• [Supplied material]:
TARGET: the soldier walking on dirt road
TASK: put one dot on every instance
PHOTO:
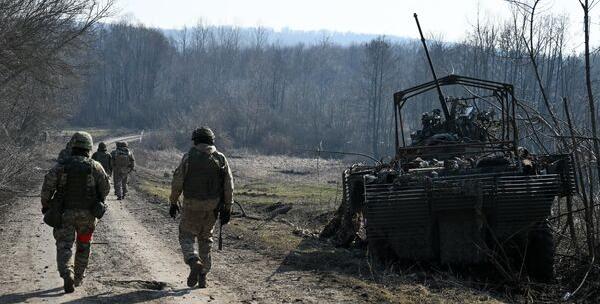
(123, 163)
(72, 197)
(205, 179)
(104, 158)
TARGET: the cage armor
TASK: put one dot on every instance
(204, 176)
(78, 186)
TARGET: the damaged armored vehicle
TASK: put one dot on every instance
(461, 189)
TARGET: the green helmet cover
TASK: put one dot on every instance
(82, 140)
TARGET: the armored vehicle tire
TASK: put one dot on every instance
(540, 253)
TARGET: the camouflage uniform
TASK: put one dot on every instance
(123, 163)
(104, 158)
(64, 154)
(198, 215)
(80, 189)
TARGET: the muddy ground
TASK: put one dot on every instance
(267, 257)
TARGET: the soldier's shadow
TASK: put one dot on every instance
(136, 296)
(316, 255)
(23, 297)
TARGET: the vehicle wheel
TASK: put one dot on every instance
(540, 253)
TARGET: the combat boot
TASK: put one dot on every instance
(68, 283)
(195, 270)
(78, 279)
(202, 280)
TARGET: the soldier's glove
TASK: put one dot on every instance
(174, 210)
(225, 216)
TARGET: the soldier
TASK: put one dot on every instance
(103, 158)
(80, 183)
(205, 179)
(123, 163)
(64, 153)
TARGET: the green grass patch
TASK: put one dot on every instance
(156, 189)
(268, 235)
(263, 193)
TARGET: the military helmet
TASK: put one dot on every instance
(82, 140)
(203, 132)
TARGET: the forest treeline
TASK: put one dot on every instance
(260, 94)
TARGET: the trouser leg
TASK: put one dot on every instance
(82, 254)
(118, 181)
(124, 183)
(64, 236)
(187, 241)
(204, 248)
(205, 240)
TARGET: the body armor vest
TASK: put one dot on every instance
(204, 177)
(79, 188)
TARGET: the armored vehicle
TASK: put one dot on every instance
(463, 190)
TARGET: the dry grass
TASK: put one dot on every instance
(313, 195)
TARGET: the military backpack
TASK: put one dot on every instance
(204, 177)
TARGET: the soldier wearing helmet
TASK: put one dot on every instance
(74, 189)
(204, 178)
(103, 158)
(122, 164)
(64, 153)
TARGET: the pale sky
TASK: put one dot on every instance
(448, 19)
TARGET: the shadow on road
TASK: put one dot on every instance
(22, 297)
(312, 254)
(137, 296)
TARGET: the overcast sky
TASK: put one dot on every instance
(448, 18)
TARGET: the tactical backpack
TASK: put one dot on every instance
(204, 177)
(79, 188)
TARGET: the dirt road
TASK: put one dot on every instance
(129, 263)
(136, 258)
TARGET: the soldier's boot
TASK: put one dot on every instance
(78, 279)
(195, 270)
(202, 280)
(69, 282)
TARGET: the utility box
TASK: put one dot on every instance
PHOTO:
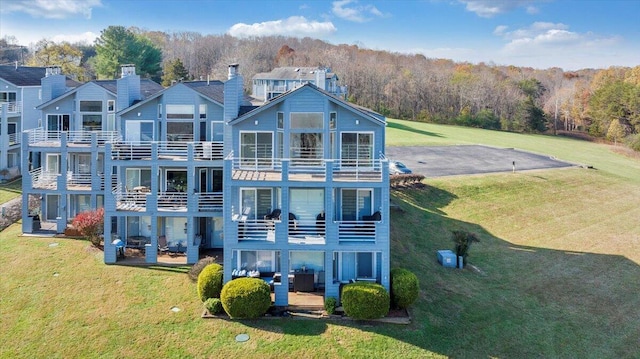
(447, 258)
---
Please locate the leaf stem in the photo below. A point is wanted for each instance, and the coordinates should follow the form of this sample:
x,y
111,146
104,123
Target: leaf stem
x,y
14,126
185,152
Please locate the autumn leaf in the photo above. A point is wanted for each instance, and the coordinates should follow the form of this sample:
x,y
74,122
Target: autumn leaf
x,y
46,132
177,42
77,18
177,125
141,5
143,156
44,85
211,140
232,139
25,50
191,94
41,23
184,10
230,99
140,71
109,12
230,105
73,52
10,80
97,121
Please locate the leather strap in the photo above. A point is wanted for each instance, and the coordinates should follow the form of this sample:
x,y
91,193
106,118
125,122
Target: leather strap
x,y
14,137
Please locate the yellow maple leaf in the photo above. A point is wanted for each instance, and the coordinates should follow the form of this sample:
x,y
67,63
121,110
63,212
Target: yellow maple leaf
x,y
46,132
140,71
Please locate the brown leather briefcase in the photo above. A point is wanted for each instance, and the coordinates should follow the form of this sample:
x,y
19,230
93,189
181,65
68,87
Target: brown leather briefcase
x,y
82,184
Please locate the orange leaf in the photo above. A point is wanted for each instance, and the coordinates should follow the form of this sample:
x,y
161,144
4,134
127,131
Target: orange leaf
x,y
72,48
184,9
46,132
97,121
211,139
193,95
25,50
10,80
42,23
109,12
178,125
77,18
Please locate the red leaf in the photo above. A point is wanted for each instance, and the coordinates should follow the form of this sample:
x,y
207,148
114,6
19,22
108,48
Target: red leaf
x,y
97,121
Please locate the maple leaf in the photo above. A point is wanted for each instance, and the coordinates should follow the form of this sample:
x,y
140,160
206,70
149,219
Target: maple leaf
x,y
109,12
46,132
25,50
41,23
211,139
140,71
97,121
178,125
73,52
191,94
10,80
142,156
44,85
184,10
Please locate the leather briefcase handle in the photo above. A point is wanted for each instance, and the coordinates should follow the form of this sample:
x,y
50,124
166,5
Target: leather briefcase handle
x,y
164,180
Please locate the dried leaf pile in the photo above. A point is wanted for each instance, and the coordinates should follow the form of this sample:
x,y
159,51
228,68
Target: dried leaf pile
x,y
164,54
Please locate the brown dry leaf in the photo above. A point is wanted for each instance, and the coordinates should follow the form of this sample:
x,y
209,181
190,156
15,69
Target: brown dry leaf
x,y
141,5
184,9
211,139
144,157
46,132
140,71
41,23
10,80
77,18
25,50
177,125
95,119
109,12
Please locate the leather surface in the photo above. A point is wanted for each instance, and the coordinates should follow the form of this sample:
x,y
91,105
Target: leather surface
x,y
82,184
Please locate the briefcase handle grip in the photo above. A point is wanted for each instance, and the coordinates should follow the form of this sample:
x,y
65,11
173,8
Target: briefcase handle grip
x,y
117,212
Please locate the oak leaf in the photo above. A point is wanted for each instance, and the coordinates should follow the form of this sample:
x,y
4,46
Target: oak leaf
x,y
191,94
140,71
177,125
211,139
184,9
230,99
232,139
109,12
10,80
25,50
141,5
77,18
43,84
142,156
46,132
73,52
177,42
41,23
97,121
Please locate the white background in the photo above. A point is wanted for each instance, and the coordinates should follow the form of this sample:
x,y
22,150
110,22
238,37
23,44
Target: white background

• [Task to complete]: For the string "grass", report how many lines of the records contain it, giving the number only.

• [Finished task]: 2